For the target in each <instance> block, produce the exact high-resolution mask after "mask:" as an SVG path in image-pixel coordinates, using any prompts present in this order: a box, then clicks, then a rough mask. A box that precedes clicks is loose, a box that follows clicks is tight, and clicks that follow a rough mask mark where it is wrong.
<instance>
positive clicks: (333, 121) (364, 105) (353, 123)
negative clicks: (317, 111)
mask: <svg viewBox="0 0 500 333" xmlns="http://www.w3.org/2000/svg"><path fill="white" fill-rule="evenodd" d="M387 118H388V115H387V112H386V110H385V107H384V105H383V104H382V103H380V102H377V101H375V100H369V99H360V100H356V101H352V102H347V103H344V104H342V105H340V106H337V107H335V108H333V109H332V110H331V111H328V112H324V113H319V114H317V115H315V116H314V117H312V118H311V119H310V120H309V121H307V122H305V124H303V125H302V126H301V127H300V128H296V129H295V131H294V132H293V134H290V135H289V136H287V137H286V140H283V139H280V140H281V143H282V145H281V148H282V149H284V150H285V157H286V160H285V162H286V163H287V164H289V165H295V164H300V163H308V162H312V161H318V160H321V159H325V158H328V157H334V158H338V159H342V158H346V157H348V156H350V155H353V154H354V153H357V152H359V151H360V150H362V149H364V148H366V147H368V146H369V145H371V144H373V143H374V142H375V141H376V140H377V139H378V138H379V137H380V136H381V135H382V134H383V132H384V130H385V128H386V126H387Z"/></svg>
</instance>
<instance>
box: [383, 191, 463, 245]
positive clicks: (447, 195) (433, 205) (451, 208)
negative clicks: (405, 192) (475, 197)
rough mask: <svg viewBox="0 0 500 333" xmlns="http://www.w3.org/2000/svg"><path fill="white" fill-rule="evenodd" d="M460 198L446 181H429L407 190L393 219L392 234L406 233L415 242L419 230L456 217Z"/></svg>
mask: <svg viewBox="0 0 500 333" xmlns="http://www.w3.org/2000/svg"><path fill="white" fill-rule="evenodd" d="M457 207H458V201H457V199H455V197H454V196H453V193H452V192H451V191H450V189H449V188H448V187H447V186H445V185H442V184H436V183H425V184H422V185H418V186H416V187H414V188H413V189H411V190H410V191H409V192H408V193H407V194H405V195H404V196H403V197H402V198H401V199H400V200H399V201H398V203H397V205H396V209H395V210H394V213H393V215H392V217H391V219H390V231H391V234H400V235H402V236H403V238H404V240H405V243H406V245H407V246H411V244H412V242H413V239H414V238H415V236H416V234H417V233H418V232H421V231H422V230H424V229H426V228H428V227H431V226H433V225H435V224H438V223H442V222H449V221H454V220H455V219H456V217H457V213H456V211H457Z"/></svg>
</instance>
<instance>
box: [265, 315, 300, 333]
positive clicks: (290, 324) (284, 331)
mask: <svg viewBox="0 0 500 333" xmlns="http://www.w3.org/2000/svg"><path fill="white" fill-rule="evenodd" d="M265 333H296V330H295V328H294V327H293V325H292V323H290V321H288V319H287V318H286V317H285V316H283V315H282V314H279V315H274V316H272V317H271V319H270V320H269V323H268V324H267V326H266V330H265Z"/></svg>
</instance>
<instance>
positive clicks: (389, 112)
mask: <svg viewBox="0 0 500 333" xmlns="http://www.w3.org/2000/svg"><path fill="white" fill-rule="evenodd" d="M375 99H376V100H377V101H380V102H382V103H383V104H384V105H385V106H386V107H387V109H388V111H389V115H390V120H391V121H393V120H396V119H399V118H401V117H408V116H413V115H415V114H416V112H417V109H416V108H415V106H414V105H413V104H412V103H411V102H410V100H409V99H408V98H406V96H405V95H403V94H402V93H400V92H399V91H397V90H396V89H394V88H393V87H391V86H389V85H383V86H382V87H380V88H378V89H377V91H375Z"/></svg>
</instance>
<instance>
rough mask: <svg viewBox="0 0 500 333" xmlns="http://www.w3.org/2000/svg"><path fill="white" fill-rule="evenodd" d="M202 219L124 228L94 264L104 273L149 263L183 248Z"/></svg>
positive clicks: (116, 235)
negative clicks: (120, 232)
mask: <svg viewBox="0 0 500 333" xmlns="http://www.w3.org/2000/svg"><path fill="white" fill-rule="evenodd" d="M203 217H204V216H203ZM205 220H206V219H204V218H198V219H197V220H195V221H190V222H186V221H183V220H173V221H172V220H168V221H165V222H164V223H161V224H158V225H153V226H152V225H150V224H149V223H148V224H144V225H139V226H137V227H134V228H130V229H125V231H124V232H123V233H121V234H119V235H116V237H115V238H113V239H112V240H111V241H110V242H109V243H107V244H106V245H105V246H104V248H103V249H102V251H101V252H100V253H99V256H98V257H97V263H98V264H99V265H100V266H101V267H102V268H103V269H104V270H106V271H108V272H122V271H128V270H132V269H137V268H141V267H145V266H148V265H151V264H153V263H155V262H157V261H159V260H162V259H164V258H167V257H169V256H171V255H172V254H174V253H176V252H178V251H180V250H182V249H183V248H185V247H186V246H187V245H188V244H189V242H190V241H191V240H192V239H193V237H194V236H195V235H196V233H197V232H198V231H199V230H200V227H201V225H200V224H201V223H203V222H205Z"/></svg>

::::::

What is expected
Please take the whole listing and write it out exactly.

Solution to the problem
For the target in each <instance> block, produce the exact high-resolution mask after "mask:" as an SVG path in image-pixel coordinates, using any prompts present in this order: a box, then clicks, then a rough mask. A box that precedes clicks is loose, a box that follows clicks is tight, and clicks that follow a rough mask mark where it is wrong.
<instance>
positive clicks: (333, 121) (364, 105) (353, 123)
negative clicks: (317, 111)
mask: <svg viewBox="0 0 500 333" xmlns="http://www.w3.org/2000/svg"><path fill="white" fill-rule="evenodd" d="M387 118H388V115H387V112H386V110H385V107H384V105H383V104H382V103H380V102H377V101H375V100H369V99H360V100H356V101H352V102H347V103H344V104H342V105H340V106H337V107H335V108H333V109H332V110H331V111H328V112H324V113H319V114H317V115H315V116H314V117H312V118H311V119H310V120H309V121H307V122H305V124H303V125H302V126H301V127H300V128H296V129H295V131H294V132H293V134H290V135H289V136H287V137H286V140H283V139H280V140H281V143H282V145H281V148H282V149H284V150H285V157H286V160H285V162H286V163H287V164H289V165H295V164H300V163H308V162H312V161H318V160H321V159H325V158H328V157H334V158H338V159H342V158H346V157H348V156H350V155H353V154H354V153H357V152H359V151H360V150H362V149H364V148H366V147H368V146H369V145H371V144H373V143H374V142H375V141H376V140H377V139H378V138H379V137H380V136H381V135H382V134H383V132H384V130H385V128H386V126H387Z"/></svg>
</instance>
<instance>
box: [383, 191, 463, 245]
positive clicks: (447, 195) (433, 205) (451, 208)
negative clicks: (405, 192) (475, 197)
rough mask: <svg viewBox="0 0 500 333" xmlns="http://www.w3.org/2000/svg"><path fill="white" fill-rule="evenodd" d="M460 198L446 181H429L407 190L393 219L392 234L406 233L415 242L419 230L456 217Z"/></svg>
mask: <svg viewBox="0 0 500 333" xmlns="http://www.w3.org/2000/svg"><path fill="white" fill-rule="evenodd" d="M457 207H458V201H457V199H455V197H454V196H453V193H452V192H451V191H450V189H449V188H448V187H447V186H445V185H442V184H436V183H425V184H422V185H418V186H416V187H414V188H413V189H411V190H410V191H409V192H408V193H407V194H405V195H404V196H403V197H402V198H401V199H400V200H399V201H398V203H397V205H396V209H395V210H394V213H393V215H392V217H391V219H390V231H391V234H400V235H402V236H403V238H404V240H405V243H406V245H407V246H411V244H412V242H413V239H414V238H415V236H416V234H417V233H418V232H421V231H422V230H424V229H426V228H428V227H431V226H433V225H435V224H438V223H442V222H449V221H454V220H455V219H456V217H457V213H456V211H457Z"/></svg>
</instance>
<instance>
box: [265, 315, 300, 333]
positive clicks: (290, 324) (284, 331)
mask: <svg viewBox="0 0 500 333" xmlns="http://www.w3.org/2000/svg"><path fill="white" fill-rule="evenodd" d="M265 333H296V330H295V328H294V327H293V325H292V323H290V321H288V319H287V318H286V317H285V316H283V315H282V314H279V315H274V316H272V317H271V319H270V320H269V323H268V324H267V326H266V330H265Z"/></svg>
</instance>
<instance>
positive clicks: (389, 112)
mask: <svg viewBox="0 0 500 333" xmlns="http://www.w3.org/2000/svg"><path fill="white" fill-rule="evenodd" d="M375 99H376V100H377V101H380V102H382V103H383V104H384V105H385V106H386V107H387V109H388V111H389V115H390V120H391V121H393V120H396V119H399V118H401V117H408V116H413V115H415V114H416V112H417V109H416V108H415V106H414V105H413V104H412V103H411V102H410V100H409V99H408V98H406V96H405V95H403V94H402V93H400V92H399V91H397V90H396V89H394V88H393V87H391V86H389V85H383V86H382V87H380V88H378V89H377V91H375Z"/></svg>
</instance>
<instance>
rough mask: <svg viewBox="0 0 500 333" xmlns="http://www.w3.org/2000/svg"><path fill="white" fill-rule="evenodd" d="M202 219L124 228L94 264L104 273L149 263L183 248Z"/></svg>
positive clicks: (116, 235)
negative clicks: (120, 232)
mask: <svg viewBox="0 0 500 333" xmlns="http://www.w3.org/2000/svg"><path fill="white" fill-rule="evenodd" d="M203 217H204V216H203ZM205 220H206V219H204V218H198V219H197V220H195V221H190V222H186V221H183V220H173V221H172V220H168V221H165V222H164V223H161V224H158V225H153V226H152V225H150V224H149V223H148V224H144V225H139V226H137V227H134V228H130V229H125V231H124V232H123V233H121V234H119V235H116V237H115V238H113V239H112V240H111V241H110V242H109V243H107V244H106V245H105V246H104V248H103V249H102V251H101V252H100V253H99V256H98V257H97V263H98V264H99V265H100V266H101V267H102V268H103V269H104V270H106V271H108V272H122V271H128V270H132V269H137V268H141V267H145V266H148V265H151V264H153V263H155V262H157V261H159V260H162V259H164V258H167V257H169V256H171V255H172V254H174V253H176V252H178V251H180V250H182V249H183V248H185V247H186V246H187V245H188V244H189V242H190V241H191V240H192V239H193V237H194V236H195V235H196V233H197V232H198V231H199V230H200V227H201V225H200V224H201V223H203V222H205Z"/></svg>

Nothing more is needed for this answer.